— BEGIN Extracted data —
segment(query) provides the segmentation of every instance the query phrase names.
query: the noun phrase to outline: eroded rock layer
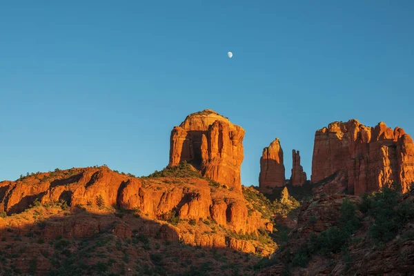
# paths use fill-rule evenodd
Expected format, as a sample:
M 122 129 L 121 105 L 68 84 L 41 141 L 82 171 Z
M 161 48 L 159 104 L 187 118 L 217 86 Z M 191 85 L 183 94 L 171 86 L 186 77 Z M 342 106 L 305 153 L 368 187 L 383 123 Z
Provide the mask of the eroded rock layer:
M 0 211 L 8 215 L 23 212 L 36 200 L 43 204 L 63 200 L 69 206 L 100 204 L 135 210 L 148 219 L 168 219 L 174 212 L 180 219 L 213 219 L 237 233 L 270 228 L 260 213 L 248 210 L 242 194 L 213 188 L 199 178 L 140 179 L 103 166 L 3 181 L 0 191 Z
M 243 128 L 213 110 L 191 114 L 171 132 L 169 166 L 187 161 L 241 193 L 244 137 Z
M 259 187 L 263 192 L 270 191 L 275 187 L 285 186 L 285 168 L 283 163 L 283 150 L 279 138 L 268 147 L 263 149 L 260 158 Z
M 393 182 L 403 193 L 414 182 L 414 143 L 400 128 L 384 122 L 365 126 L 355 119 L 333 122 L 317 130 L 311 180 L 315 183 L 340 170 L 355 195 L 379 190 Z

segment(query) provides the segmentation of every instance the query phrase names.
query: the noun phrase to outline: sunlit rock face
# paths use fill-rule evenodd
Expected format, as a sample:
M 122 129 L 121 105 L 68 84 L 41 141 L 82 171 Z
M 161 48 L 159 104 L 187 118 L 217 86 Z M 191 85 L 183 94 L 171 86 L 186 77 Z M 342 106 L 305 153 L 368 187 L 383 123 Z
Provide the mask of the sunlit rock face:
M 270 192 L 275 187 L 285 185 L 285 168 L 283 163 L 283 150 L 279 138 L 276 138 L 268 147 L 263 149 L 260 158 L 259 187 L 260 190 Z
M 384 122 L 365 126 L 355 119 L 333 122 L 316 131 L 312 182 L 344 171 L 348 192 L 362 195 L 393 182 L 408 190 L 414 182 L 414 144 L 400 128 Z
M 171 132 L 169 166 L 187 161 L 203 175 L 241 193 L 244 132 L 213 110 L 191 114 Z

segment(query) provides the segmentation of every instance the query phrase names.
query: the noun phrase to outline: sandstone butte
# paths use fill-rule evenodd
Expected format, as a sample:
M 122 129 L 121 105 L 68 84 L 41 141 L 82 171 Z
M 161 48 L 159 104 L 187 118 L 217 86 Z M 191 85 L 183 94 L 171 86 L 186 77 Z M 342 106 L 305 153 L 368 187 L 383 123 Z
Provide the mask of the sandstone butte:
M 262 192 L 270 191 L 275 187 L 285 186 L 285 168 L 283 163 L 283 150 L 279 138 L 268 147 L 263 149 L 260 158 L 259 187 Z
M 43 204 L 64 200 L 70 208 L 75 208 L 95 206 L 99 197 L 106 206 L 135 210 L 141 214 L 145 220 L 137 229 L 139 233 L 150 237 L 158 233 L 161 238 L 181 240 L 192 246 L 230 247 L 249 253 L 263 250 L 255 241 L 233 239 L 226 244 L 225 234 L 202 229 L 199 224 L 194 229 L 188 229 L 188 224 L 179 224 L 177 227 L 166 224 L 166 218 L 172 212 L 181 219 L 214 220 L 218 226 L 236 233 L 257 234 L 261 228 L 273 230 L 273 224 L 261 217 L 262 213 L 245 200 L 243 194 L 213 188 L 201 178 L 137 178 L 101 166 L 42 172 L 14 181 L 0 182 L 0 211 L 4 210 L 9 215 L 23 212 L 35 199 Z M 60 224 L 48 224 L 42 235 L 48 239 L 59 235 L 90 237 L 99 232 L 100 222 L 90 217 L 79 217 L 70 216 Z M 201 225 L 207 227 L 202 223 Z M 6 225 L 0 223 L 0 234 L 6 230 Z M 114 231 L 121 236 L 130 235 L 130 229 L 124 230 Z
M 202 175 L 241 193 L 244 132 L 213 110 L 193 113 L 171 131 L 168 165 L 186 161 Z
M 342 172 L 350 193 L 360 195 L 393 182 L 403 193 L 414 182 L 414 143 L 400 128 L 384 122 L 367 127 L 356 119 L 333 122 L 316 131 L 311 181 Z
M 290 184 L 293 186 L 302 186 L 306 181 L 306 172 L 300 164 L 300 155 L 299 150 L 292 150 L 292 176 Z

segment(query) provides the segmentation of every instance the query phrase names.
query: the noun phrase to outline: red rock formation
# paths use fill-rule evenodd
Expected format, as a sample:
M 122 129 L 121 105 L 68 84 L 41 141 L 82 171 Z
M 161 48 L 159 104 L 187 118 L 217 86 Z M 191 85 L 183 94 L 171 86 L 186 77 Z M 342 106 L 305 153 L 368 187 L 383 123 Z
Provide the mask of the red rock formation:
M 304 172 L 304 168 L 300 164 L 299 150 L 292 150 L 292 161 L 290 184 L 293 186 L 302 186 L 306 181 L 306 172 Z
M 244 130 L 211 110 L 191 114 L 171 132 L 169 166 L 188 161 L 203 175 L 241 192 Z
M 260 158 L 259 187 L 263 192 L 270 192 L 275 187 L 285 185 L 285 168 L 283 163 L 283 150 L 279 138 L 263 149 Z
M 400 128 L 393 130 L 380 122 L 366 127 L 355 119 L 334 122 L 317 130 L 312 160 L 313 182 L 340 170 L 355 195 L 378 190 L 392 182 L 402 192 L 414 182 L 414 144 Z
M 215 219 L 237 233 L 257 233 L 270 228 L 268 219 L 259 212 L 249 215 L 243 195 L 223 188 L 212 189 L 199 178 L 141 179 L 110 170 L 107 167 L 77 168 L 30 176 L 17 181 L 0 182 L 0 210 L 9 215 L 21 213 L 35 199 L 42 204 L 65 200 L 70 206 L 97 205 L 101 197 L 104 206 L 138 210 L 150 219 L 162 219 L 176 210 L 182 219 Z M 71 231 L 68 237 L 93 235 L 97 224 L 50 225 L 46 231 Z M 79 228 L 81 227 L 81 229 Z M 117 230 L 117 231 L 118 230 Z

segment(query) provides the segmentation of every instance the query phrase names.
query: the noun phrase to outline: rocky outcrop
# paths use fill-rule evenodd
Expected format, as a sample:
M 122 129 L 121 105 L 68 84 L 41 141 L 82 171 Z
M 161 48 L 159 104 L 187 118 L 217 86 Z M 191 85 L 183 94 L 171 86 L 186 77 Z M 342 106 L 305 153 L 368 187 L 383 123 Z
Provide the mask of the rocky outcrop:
— END Extracted data —
— Given problem —
Rewrite every line of the entries above as a Markdown table with the columns n and Line, numbering the rows and skipping blank lines. Leave the pictures out of the answer.

— Response to this exercise —
| n | Line |
|---|---|
| 1 | segment(query) provides the segmentation of every instance the query phrase names. |
| 2 | query: the noun phrase to outline: eroded rock layer |
| 3 | # paths use fill-rule evenodd |
| 4 | Expected format, as a sample: |
| 5 | M 122 129 L 121 105 L 68 84 L 41 141 L 82 171 Z |
| 6 | M 161 48 L 159 104 L 187 118 L 217 86 Z M 191 85 L 183 94 L 171 86 L 186 77 Z M 342 106 L 305 153 L 368 187 L 383 123 Z |
| 7 | Provide the mask of the eroded rock layer: |
| 8 | M 0 211 L 8 215 L 23 212 L 36 200 L 43 204 L 63 200 L 69 206 L 100 204 L 135 210 L 148 219 L 168 219 L 174 212 L 180 219 L 213 219 L 237 233 L 270 228 L 260 213 L 248 210 L 242 194 L 213 188 L 199 178 L 140 179 L 103 166 L 3 181 L 0 191 Z |
| 9 | M 243 128 L 213 110 L 191 114 L 171 132 L 169 166 L 187 161 L 241 193 L 244 137 Z |
| 10 | M 259 187 L 263 192 L 270 191 L 275 187 L 285 186 L 285 168 L 283 163 L 283 150 L 279 138 L 268 147 L 263 149 L 260 158 Z |
| 11 | M 393 182 L 403 193 L 414 182 L 414 143 L 400 128 L 384 122 L 365 126 L 355 119 L 333 122 L 317 130 L 311 180 L 315 183 L 340 170 L 355 195 L 379 190 Z |
| 12 | segment(query) provides the segmentation of every instance the query phrase names. |
| 13 | query: the noun phrase to outline: sunlit rock face |
| 14 | # paths use fill-rule evenodd |
| 15 | Expected format, as a sample: |
| 16 | M 122 129 L 121 105 L 68 84 L 41 141 L 82 171 Z |
| 17 | M 161 48 L 159 104 L 187 118 L 217 86 Z M 191 85 L 183 94 L 171 86 L 186 77 Z M 342 106 L 305 153 L 368 187 L 383 123 Z |
| 18 | Provide the mask of the sunlit rock face: |
| 19 | M 270 192 L 275 187 L 285 185 L 285 168 L 283 163 L 283 150 L 279 138 L 276 138 L 268 147 L 263 149 L 260 158 L 259 187 L 260 190 Z |
| 20 | M 384 122 L 365 126 L 355 119 L 333 122 L 316 131 L 312 182 L 344 171 L 348 192 L 362 195 L 393 182 L 408 190 L 414 182 L 414 144 L 400 128 Z |
| 21 | M 171 132 L 169 166 L 187 161 L 203 175 L 241 193 L 244 132 L 213 110 L 191 114 Z |
| 22 | segment(query) provides the segmentation of every instance the query phrase names. |
| 23 | query: the noun phrase to outline: sandstone butte |
| 24 | # paths use fill-rule evenodd |
| 25 | Expected format, as a sample: |
| 26 | M 122 129 L 121 105 L 68 84 L 41 141 L 82 171 Z |
| 27 | M 161 48 L 159 104 L 187 118 L 217 86 Z M 191 85 L 183 94 L 171 86 L 186 77 Z M 342 106 L 305 153 L 368 187 L 383 123 Z |
| 28 | Provide the mask of the sandstone butte: |
| 29 | M 262 192 L 270 191 L 275 187 L 285 186 L 285 168 L 283 163 L 283 150 L 279 138 L 268 147 L 263 149 L 260 158 L 259 187 Z |
| 30 | M 43 204 L 64 200 L 70 208 L 75 208 L 95 206 L 99 197 L 106 206 L 135 210 L 141 214 L 145 220 L 137 229 L 139 233 L 150 237 L 158 233 L 161 238 L 181 240 L 192 246 L 230 247 L 249 253 L 263 250 L 255 241 L 233 239 L 226 244 L 225 234 L 202 229 L 199 224 L 194 229 L 188 229 L 188 224 L 179 224 L 177 227 L 166 224 L 166 218 L 172 212 L 181 219 L 214 220 L 218 226 L 236 233 L 257 234 L 261 228 L 273 230 L 273 224 L 261 217 L 262 213 L 245 200 L 243 194 L 213 188 L 201 178 L 137 178 L 101 166 L 42 172 L 14 181 L 0 182 L 0 211 L 4 210 L 9 215 L 23 212 L 35 199 Z M 60 224 L 48 224 L 42 235 L 48 239 L 59 235 L 90 237 L 99 232 L 100 222 L 90 217 L 79 217 L 70 216 Z M 201 225 L 207 227 L 202 223 Z M 6 225 L 0 223 L 0 234 L 6 230 Z M 114 231 L 121 236 L 130 235 L 130 229 L 124 230 Z |
| 31 | M 202 175 L 241 193 L 244 132 L 213 110 L 193 113 L 171 131 L 168 165 L 186 161 Z |
| 32 | M 342 172 L 350 193 L 360 195 L 393 182 L 403 193 L 414 182 L 414 143 L 400 128 L 384 122 L 367 127 L 356 119 L 333 122 L 316 131 L 311 181 Z |
| 33 | M 290 184 L 293 186 L 302 186 L 306 181 L 306 172 L 300 164 L 300 155 L 299 150 L 292 150 L 292 176 Z |
| 34 | segment(query) provides the segmentation of every instance the query phrase names. |
| 35 | query: the noun phrase to outline: red rock formation |
| 36 | # paths use fill-rule evenodd |
| 37 | Expected format, as a sample: |
| 38 | M 122 129 L 121 105 L 68 84 L 41 141 L 82 171 Z |
| 39 | M 161 48 L 159 104 L 187 118 L 217 86 Z M 191 85 L 183 94 L 171 86 L 186 77 Z M 342 106 L 305 153 L 368 187 L 383 123 Z |
| 40 | Provide the mask of the red rock formation: |
| 41 | M 304 172 L 304 168 L 300 164 L 299 150 L 292 150 L 292 161 L 290 184 L 293 186 L 302 186 L 306 181 L 306 172 Z |
| 42 | M 244 130 L 211 110 L 191 114 L 171 132 L 169 166 L 188 161 L 203 175 L 241 192 Z |
| 43 | M 260 158 L 259 187 L 263 192 L 270 192 L 275 187 L 285 185 L 285 168 L 283 163 L 283 150 L 279 138 L 263 149 Z |
| 44 | M 400 128 L 393 130 L 380 122 L 366 127 L 355 119 L 334 122 L 317 130 L 312 160 L 313 182 L 340 170 L 355 195 L 378 190 L 392 182 L 402 192 L 414 182 L 414 144 Z |
| 45 | M 215 219 L 237 233 L 257 233 L 270 228 L 268 219 L 259 212 L 249 215 L 243 195 L 223 188 L 212 189 L 199 178 L 141 179 L 110 170 L 107 167 L 77 168 L 30 176 L 17 181 L 0 182 L 0 210 L 9 215 L 21 213 L 35 199 L 42 204 L 65 200 L 70 206 L 97 205 L 101 197 L 104 206 L 138 210 L 150 219 L 162 219 L 176 210 L 182 219 Z M 71 231 L 68 237 L 93 235 L 97 224 L 50 225 L 46 231 Z M 79 228 L 81 227 L 81 229 Z M 117 230 L 117 231 L 118 230 Z |
| 46 | segment(query) provides the segmentation of every instance the query phrase names. |
| 47 | query: the noun phrase to outline: rocky outcrop |
| 48 | # paths use fill-rule evenodd |
| 49 | Expected format, as a sample: |
| 50 | M 122 129 L 121 105 L 68 84 L 41 141 L 82 171 Z |
| 51 | M 161 48 L 159 104 L 187 118 L 217 86 Z M 191 85 L 183 94 L 171 86 L 186 77 Z M 342 106 L 305 153 L 368 187 L 383 123 Z |
| 52 | Provide the mask of the rocky outcrop: |